SET PROBLEM A:
In the post about a long distance relationship, how much money does the writer send each month?

PAGE EXCERPT:
— begin —

Is My Long Distance Relationship Working?

I am not totally sure if my long distance relationship is working or not (I'm not wholly happy, neither am I wholly unhappy.) So here I ask the titular question and go over some things that I think are relevant to the question, with the goal of coming to an understanding.

Image: Definitely not like my Long Distance Relationship

I've marked each answer with whether it is a positive, neutral, or negative. Since we humans usually fixate on the negative, I'll put the positives at the top of the list, followed by neutrals and negatives (trying to avoid repetition):

+ve : A positive
-00 : Neither a negative or positive (could be either way if different)
-ve : A negative

Note: This is an evolving work in progress. It might well be the best analysis ever of a Long Distance Relationship.


Answers and Explanations

A: I can't be bothered to think anymore about this
E: Last entry but I'll put it at the top. Yes, my relationship has negatives, but there's positives too. A super big positive is that I'm relaxed in the relationship (no stress). It's not a perfect relationship - and it's ridiculous to expect a perfect relationship anyway - but it's good enough. And I don't want to waste any more time thinking about it! I don't want to waste time getting to know someone else (and potentially finding the same or more pitfalls). Life is too short. Sometimes you need to accept what you've got and be grateful, and not go looking for disruption.
+ve

A She's a simple girl
E: This is a big positive for me. Note that I didn't say she's stupid, I said she's simple. I like a simple life. I don't want anyone complicated. A nice simple and uncomplicated girlfriend is a very good thing.
+ve

A: Keeping the status quo
E: A big advantage with maintaining the long distance relationship, is keeping the status quo. Relationships are not easy, and it's not easy to find someone you have a real connection with; even harder to find someone you might have a til-death-do-us-part future with. If you're already in a relationship that is okay, do you really want to toss it all away?
+ve

A: Her Daughters
E: I like her daughters, they are very nice. Two positives for two lovely daughters:
+ve
+ve

A: She’s okay
E: She’s okay (this is a good thing). She's easy companylaid backsweet, cuteattentive; and she’s loyal and trustworthy. Multiple positives here:
+ve
+ve
+ve
+ve
+ve
+ve
+ve

A: She's low maintenance
E: This is a big positive (unless you like high maintenance ladies - I don't). Okay, I do send £500 per month but that's it, no buying expensive presents. I'm not nagged to do anything.

— end —

SET PROBLEM B:
Return the lines of the records verbatim, starting with the line that contains "shoreline visible in it." and going on through the end of the records.

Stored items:
— begin —

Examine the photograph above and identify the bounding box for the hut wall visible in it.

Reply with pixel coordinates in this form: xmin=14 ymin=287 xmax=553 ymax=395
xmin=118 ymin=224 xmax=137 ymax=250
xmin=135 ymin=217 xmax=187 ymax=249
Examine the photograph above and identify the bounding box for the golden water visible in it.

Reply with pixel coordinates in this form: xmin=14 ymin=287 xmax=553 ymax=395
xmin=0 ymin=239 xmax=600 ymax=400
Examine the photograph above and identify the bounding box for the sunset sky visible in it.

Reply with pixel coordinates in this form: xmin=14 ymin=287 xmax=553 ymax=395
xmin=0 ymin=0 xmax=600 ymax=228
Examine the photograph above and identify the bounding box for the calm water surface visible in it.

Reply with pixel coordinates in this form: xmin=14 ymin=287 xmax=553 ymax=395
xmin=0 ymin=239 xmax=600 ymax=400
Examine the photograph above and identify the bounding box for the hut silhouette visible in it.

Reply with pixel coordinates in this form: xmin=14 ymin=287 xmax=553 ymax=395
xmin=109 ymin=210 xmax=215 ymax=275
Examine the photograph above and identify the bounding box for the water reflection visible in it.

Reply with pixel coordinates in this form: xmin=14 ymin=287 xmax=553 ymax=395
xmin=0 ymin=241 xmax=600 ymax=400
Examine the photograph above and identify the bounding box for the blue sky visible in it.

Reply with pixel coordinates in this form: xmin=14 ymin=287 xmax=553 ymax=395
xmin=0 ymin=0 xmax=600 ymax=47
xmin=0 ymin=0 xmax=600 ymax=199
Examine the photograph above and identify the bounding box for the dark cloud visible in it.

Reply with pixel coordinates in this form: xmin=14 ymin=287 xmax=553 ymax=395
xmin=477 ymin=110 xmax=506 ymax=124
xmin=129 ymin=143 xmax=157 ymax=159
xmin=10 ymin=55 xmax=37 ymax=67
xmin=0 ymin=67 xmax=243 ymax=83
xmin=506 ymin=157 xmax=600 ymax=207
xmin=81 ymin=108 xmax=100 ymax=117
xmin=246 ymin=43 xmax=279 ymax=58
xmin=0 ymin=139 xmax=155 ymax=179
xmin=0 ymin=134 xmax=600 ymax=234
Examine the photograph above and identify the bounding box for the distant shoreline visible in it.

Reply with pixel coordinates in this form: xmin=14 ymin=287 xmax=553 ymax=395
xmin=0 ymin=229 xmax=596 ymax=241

— end —

CORRECT OUTPUT A:
£500 per month.

CORRECT OUTPUT B:
Examine the photograph above and identify the bounding box for the distant shoreline visible in it.

Reply with pixel coordinates in this form: xmin=14 ymin=287 xmax=553 ymax=395
xmin=0 ymin=229 xmax=596 ymax=241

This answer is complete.